=== Supplied text ===
================

As a special bonus issue, consider the brewing controversy over deaconesses. Francis has promised to reopen his commission examining the question after the Synod mentioned that in the Synod fathers’ consultations, the indigenous people of the Amazon demanded deaconesses. I will set to one side how curious it is that the people of the Amazon happened to demand action on one of the modernists’ obsessions and in precisely the manner that the modernists want. The deaconess controversy is simply a heightening of the contradiction inherent in the teaching that the diaconate is a ministry of humble service, as opposed to part of the sacramental priesthood. This issue began with Lumen gentium (no. 29) and was enshrined in the Code of Canon Law by Benedict XVI in Omnium in mentem. The suggestion that Benedict opened the door to female deacons has been pretty firmly rejected by Archbishop Georg Gänswein, but the diaconate as a ministry of humble service, as opposed to a liturgical ministry and part of the sacramental priesthood, presents contradictions. It is also historically incorrect, but that’s another story.

For all of these reasons, I think the notion that Francis represents a significant break with John Paul II particularly is misguided. Francis has, as I have said, heightened contradictions inherent in John Paul’s magisterium or continued practices that John Paul was criticized sharply for. To the extent that Francis represents a crisis for conservative Catholicism, it is ultimately a crisis that has existed for some time. Conservative Catholics, for reasons I think have more to do with broadly political reasons, have simply failed to engage meaningfully with the issues John Paul presented during his pontificate and find themselves confronted with clearer expressions of those issues by Francis.

Ryan T. Anderson forgives us and is ready for us to unblock him

On July 5, 2015, Twitter poet Dril tweeted out an all-time classic, “if youre one of the guys who blocked me on here, i Forgive you, and im ready for you to unblock me now.” On September 9, 2019, Ryan T. Anderson, publisher of America’s leading journal of anti-integralism, Public Discourse, expanded at length upon Dril’s tweet. Ostensibly inspired by the debate between Sohrab Ahmari and David French, Anderson delivers such pithy insights as, “This discussion is best understood not as an ‘either-or’ but as a ‘both-and.'” He goes on to assert that, “The essential intellectual work involves thinking through how to understand the ‘and’ at the theoretical level, and then fleshing out how to embody and implement that ‘and’ at a practical level.” In other words, the harmony of pen and sword between Sohrab Ahmari and David French is basically for Ahmari to concede French’s project (which is, more or less, Anderson’s project). Ryan T. Anderson forgives illiberals for their intransigence and is ready for us to stop complaining about things he likes.

================

=== Data provided ===
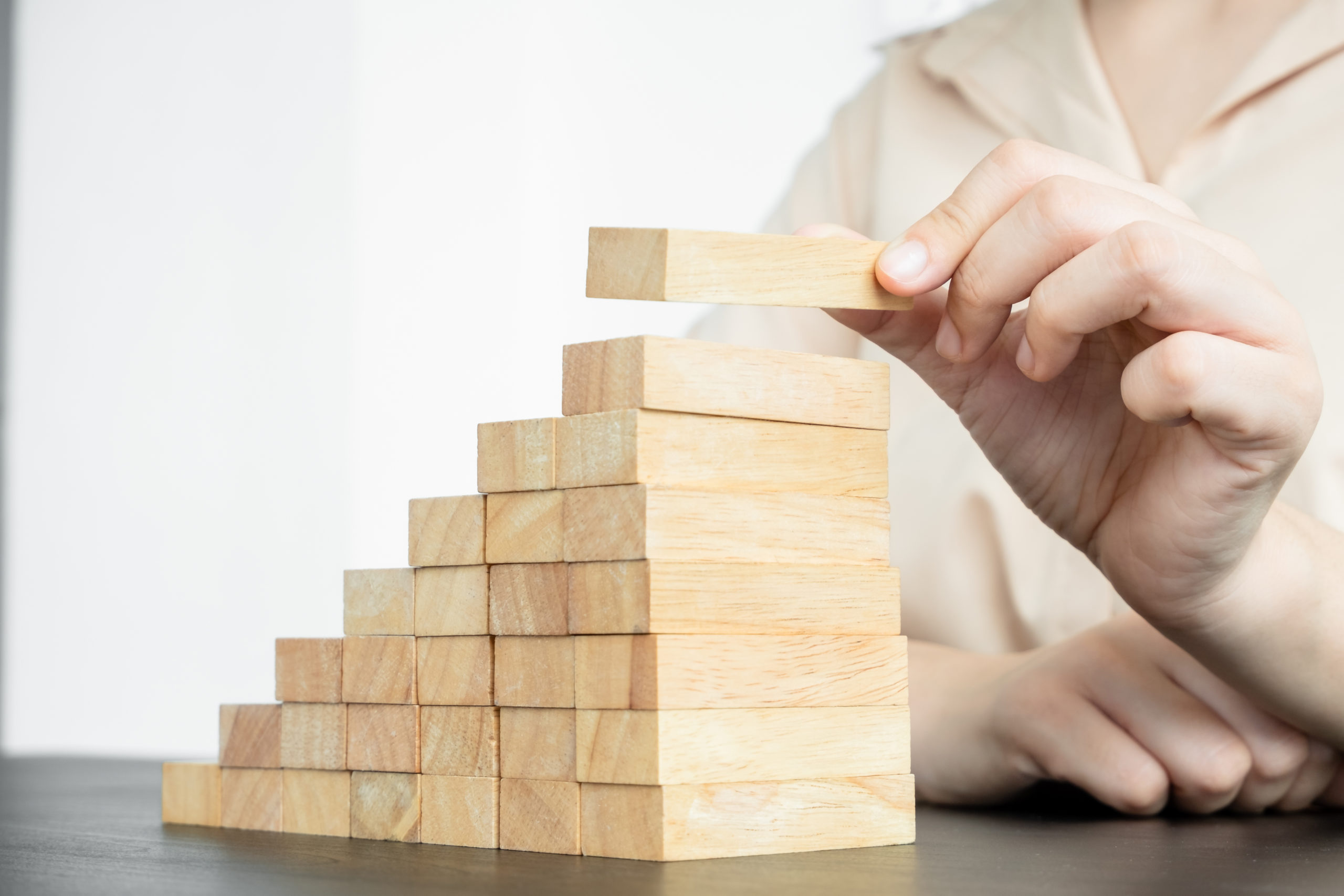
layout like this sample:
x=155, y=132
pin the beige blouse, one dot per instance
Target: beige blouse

================

=== Goals ===
- a) According to the commentary, who has firmly rejected the suggestion that Benedict opened the door to female deacons?
- b) Reproduce the commentary word for word, from "For all of these" up to and including "issues by Francis.".

=== Results for each task ===
- a) Archbishop Georg Gänswein.

- b)
For all of these reasons, I think the notion that Francis represents a significant break with John Paul II particularly is misguided. Francis has, as I have said, heightened contradictions inherent in John Paul’s magisterium or continued practices that John Paul was criticized sharply for. To the extent that Francis represents a crisis for conservative Catholicism, it is ultimately a crisis that has existed for some time. Conservative Catholics, for reasons I think have more to do with broadly political reasons, have simply failed to engage meaningfully with the issues John Paul presented during his pontificate and find themselves confronted with clearer expressions of those issues by Francis.